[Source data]

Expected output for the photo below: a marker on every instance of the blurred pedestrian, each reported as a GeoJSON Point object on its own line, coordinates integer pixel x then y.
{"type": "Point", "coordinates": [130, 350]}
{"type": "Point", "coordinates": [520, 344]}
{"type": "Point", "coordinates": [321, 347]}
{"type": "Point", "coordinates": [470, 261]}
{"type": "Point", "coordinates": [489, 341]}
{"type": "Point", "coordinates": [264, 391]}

◆ What to do:
Could you repeat every one of the items above word for word, with nothing changed?

◆ Output:
Expected output for the photo below: a marker on every instance of the blurred pedestrian, each reported as a GeoJSON Point object on its own line, coordinates integer pixel x then y.
{"type": "Point", "coordinates": [130, 350]}
{"type": "Point", "coordinates": [520, 344]}
{"type": "Point", "coordinates": [321, 347]}
{"type": "Point", "coordinates": [470, 261]}
{"type": "Point", "coordinates": [489, 341]}
{"type": "Point", "coordinates": [264, 391]}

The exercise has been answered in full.